Exercise materials Block Start
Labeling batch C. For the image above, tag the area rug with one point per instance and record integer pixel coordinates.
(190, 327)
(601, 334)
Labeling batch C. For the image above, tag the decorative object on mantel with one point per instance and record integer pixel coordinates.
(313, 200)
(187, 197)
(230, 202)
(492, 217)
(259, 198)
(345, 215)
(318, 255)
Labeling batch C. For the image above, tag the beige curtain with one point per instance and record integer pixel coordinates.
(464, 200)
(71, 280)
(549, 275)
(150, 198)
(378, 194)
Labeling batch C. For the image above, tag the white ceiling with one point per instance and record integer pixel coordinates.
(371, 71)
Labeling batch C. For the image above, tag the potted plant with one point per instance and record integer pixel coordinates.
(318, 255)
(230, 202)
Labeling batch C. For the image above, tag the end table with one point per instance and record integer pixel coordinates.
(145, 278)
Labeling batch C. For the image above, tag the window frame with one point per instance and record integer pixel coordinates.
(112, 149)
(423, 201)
Exercise materials Block End
**Directions for this task:** Output each record above exactly, omitting nothing.

**Solution to the problem:**
Labeling batch C. For the image above, tag the area rug with one point per instance and record integer pixel coordinates.
(190, 327)
(601, 334)
Labeling batch C. For the image above, tag the decorative object on mantel with one point per instance and record integer pixel coordinates.
(313, 200)
(187, 197)
(230, 202)
(492, 217)
(259, 198)
(345, 215)
(318, 255)
Labeling batch C. For the image above, tag the beige curtain with one point per instance and record integer pixel coordinates.
(464, 200)
(71, 280)
(549, 275)
(150, 198)
(378, 194)
Labeling batch C. For the image above, tag the white ceiling with one point per instance and record integer pixel coordinates.
(371, 71)
Labeling batch C. For the image above, tag the potted plant with one point per instance and record integer pixel coordinates.
(318, 255)
(230, 202)
Labeling batch C. For the image above, tag the end table with one point per instance and record integer pixel coordinates.
(145, 278)
Labeling batch C. For the image above, tag the window frame with one point per instance and record integer pixel coordinates.
(112, 149)
(423, 201)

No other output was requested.